GIVEN PASSAGE:
========================================================================
BRUMFIEL: Traditional computers are more like tools that people use to do the rocket science. Their programmers give them a fixed set of rules to follow. But these new systems develop rules of their own. And here's how it works. They study a database filled with millions, maybe even billions, of pages of text or images and pull out patterns. Then they turn those patterns into rules and use the rules to produce new writing they think you want to read.
LUCCIONI: They generate, they hallucinate, they create new combinations of words based on what they learned.
BRUMFIEL: Some of these results can be really creative. ChatGPT has generated poems and songs on things like how to get a peanut butter sandwich out of a VCR. Luccioni thinks AI like this might someday help artists come up with new ideas. But when you ask it a question like, what are the most important equations for rocket science?
========================================================================
EXERCISE DESCRIPTION:
In the transcript above, list in order each action that the sentences after "And here's how it works" say the new systems perform.

INFORMATION:
========================================================================
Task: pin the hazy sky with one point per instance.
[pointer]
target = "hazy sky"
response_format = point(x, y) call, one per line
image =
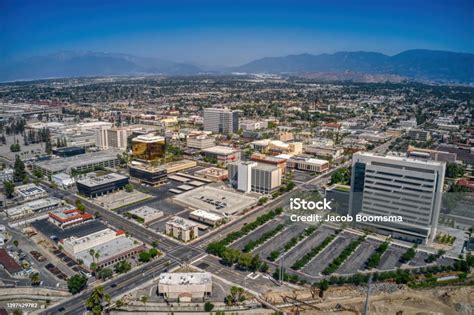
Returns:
point(233, 32)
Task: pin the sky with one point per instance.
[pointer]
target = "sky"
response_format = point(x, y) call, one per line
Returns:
point(227, 33)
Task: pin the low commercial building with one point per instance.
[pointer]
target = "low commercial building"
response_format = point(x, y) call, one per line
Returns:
point(30, 192)
point(79, 163)
point(271, 160)
point(148, 147)
point(178, 166)
point(185, 286)
point(222, 154)
point(328, 152)
point(9, 264)
point(303, 163)
point(111, 245)
point(32, 207)
point(253, 176)
point(146, 214)
point(429, 154)
point(65, 218)
point(275, 147)
point(63, 180)
point(212, 173)
point(69, 151)
point(251, 125)
point(419, 135)
point(94, 186)
point(206, 217)
point(201, 141)
point(147, 174)
point(6, 175)
point(182, 229)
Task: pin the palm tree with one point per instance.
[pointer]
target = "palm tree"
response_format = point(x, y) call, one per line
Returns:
point(144, 299)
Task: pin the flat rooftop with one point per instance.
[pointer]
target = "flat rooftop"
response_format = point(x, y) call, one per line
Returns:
point(62, 164)
point(399, 159)
point(182, 223)
point(100, 180)
point(216, 199)
point(144, 211)
point(107, 250)
point(185, 278)
point(206, 215)
point(219, 149)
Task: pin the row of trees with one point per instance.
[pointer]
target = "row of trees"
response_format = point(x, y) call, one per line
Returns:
point(291, 243)
point(334, 265)
point(300, 263)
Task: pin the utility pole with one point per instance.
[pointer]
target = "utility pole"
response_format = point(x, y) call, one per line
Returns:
point(366, 310)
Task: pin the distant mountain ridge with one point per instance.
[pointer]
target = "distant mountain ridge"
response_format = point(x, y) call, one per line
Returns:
point(83, 64)
point(417, 64)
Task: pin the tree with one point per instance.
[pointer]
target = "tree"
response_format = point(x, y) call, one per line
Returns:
point(323, 286)
point(105, 273)
point(9, 187)
point(208, 306)
point(19, 172)
point(454, 170)
point(236, 295)
point(96, 300)
point(35, 279)
point(76, 283)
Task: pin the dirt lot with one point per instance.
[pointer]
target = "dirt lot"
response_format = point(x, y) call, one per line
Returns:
point(389, 300)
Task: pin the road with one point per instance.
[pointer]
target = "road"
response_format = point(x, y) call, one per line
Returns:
point(115, 287)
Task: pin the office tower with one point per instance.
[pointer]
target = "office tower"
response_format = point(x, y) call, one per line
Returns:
point(395, 186)
point(148, 147)
point(111, 138)
point(221, 120)
point(252, 176)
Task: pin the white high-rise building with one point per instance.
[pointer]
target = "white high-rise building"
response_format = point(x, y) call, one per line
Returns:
point(221, 120)
point(397, 186)
point(112, 138)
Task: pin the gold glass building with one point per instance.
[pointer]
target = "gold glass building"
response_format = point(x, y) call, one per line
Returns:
point(148, 147)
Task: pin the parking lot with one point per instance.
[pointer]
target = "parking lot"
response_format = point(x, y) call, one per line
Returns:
point(48, 229)
point(323, 259)
point(391, 258)
point(357, 261)
point(256, 234)
point(279, 241)
point(304, 247)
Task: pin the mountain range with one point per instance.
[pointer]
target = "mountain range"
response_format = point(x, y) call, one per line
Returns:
point(418, 64)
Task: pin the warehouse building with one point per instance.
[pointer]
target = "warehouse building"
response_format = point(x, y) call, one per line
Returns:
point(34, 206)
point(94, 186)
point(30, 192)
point(79, 163)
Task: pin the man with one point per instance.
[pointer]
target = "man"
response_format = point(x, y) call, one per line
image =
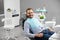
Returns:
point(39, 31)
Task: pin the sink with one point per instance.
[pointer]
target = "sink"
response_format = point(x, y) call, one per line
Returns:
point(50, 23)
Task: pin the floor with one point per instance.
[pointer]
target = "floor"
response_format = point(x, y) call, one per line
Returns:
point(13, 34)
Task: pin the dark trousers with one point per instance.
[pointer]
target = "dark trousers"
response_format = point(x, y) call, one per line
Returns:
point(46, 34)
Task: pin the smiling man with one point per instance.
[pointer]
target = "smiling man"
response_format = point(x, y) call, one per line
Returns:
point(33, 24)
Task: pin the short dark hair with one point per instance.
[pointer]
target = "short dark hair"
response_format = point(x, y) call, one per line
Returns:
point(28, 9)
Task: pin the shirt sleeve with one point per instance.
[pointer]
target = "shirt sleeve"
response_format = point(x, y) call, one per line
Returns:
point(27, 31)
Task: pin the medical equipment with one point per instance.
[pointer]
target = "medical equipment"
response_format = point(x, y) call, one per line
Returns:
point(12, 16)
point(56, 35)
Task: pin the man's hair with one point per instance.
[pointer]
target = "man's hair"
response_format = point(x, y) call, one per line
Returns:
point(28, 9)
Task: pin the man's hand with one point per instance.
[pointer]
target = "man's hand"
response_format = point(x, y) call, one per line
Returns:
point(39, 35)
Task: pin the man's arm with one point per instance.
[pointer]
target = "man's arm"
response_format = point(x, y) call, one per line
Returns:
point(27, 31)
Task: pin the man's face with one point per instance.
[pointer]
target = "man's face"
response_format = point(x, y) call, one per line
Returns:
point(29, 13)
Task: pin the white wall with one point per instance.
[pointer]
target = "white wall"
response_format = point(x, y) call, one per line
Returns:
point(13, 5)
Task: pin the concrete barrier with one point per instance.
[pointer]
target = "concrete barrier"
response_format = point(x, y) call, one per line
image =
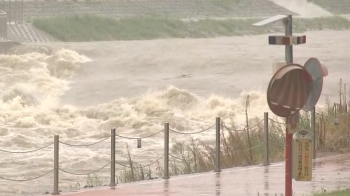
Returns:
point(6, 45)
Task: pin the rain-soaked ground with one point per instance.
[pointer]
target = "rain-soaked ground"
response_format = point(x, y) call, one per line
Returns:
point(329, 173)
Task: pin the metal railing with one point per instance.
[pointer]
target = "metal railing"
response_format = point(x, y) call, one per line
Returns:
point(3, 25)
point(219, 127)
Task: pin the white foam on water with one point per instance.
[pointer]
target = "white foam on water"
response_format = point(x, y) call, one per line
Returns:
point(140, 85)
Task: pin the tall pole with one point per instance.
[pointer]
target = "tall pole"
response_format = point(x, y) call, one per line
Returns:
point(289, 136)
point(313, 129)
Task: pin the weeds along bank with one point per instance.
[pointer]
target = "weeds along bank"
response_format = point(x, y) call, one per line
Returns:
point(243, 146)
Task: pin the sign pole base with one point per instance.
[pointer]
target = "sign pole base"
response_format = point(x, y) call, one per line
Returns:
point(288, 164)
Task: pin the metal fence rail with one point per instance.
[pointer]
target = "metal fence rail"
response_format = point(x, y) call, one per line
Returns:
point(3, 25)
point(219, 127)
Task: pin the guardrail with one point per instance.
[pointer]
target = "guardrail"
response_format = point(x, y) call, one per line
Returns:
point(219, 127)
point(3, 25)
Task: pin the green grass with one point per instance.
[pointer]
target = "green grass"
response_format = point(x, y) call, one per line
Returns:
point(94, 28)
point(335, 193)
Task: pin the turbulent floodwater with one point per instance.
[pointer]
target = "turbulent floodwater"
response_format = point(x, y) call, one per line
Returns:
point(82, 90)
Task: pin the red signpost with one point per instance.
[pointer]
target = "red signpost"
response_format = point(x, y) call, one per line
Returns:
point(290, 88)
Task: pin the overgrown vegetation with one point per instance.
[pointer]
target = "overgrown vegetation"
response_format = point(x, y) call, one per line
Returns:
point(242, 147)
point(96, 28)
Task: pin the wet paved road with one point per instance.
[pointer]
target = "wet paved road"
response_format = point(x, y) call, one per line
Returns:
point(329, 173)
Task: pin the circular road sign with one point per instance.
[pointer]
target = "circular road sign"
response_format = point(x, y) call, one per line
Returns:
========================================================================
RESPONSE TO THE EXERCISE:
1. They study a database filled with millions, maybe even billions, of pages of text or images.
2. They pull out patterns.
3. They turn those patterns into rules.
4. They use the rules to produce new writing they think you want to read.